*Problem 1:* In the transcript, what does Thomas-Greenfield say the United States has asked for protestors to be given, instead of asking for their release?
*Problem 2:* Reproduce the passage of the transcript from "And I think that" up to and including "with that recognition.".

*Excerpt provided:*
┄┄┄┄┄┄┄┄┄┄

ASSISTANT SECRETARY OF STATE THOMAS-GREENFIELD: First, I think our statements speak for themselves, and we have never been complacent when it comes to human rights. Dealing with human rights in every country across the globe is a core value for the United States, and I think if you look back on the record you will see statements in every single case, and they are always strong statements. And again, these statements came out very quickly. In fact, I heard when I got here that there was the feeling that we had not issued statements on the current situation. So we have, and we will continue to watch the situation very, very closely.

We have not asked the government to release protestors. What we have asked is that they be given access to justice. And that is an important element, that they be given a transparent and open process, and those who have committed crimes, of course, can be held accountable. And those who, where it cannot be proven that they committed any crimes, they should be released. But we have an Assistant Secretary for Human Rights here; Tom, you might want to add something?

ASSISTANT SECRETARY OF STATE MALINOWSKI: I would just reinforce what Assistant Secretary Thomas-Greenfield said. I think we have been quite consistent. The President of the United States was here, as you may recall, not too long ago, and made a series of very strong statements about this situation. I was here a couple of months ago, delivered a speech, had very constructive discussions with members of the government, including the Prime Minister, on a whole range of these issues. And of course you saw our statements on Oromia.

I think we were all quite impressed in our meetings with the government by the very strong acknowledgement on its part that there were legitimate grievances, including with respect to governance in Oromia and a legitimate interest in moving towards greater political openness.

And I think that recognition is an important first step, and what we will be hoping for and looking for are concrete steps that are consistent with that recognition.

As you said, in terms of the people who were detained, including opposition leaders, what we would hope is that, of course, if there is any evidence that someone was involved in violence, that they be given due process swiftly. And if anyone is held for the peaceful exercise of their views, engaging in a peaceful demonstration, that those people be released swiftly.

┄┄┄┄┄┄┄┄┄┄

*Provided records:*
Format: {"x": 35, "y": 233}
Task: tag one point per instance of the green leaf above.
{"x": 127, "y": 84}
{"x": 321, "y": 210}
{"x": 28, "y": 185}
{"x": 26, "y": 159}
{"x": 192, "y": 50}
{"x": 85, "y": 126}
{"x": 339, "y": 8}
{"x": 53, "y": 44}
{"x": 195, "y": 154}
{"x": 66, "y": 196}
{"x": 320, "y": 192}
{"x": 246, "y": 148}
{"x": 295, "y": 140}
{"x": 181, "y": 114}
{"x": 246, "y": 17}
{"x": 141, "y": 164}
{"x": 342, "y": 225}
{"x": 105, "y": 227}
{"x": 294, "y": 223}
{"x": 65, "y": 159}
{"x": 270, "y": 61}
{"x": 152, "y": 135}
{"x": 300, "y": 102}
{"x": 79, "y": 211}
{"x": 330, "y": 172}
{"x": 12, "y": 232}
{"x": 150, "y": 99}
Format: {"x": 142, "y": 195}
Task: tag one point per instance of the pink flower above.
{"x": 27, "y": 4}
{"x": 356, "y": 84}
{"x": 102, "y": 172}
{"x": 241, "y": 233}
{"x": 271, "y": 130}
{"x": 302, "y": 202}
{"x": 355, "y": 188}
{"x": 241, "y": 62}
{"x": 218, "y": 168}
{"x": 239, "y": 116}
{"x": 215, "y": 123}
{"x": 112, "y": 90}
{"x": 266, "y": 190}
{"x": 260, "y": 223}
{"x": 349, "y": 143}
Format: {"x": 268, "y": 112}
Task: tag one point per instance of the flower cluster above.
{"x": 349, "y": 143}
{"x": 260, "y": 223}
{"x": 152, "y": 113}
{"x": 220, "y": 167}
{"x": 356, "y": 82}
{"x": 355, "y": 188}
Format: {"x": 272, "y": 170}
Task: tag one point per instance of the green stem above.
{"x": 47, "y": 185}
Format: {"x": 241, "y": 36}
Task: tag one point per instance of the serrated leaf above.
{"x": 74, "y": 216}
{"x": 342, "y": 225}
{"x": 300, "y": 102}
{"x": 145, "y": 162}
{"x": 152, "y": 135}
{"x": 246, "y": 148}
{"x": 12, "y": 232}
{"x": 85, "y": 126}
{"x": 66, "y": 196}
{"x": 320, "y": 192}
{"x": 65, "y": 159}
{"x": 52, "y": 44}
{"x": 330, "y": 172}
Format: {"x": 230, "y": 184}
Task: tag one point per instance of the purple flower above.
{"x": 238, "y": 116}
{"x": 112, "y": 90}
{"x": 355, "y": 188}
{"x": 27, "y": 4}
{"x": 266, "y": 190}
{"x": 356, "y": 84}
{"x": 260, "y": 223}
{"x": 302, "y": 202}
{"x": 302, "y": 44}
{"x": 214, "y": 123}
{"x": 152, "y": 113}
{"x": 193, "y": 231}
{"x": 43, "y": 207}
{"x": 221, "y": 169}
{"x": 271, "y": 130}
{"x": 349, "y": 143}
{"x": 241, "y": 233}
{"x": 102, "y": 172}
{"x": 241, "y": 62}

┄┄┄┄┄┄┄┄┄┄

*Reply 1:* Access to justice.

*Reply 2:*
And I think that recognition is an important first step, and what we will be hoping for and looking for are concrete steps that are consistent with that recognition.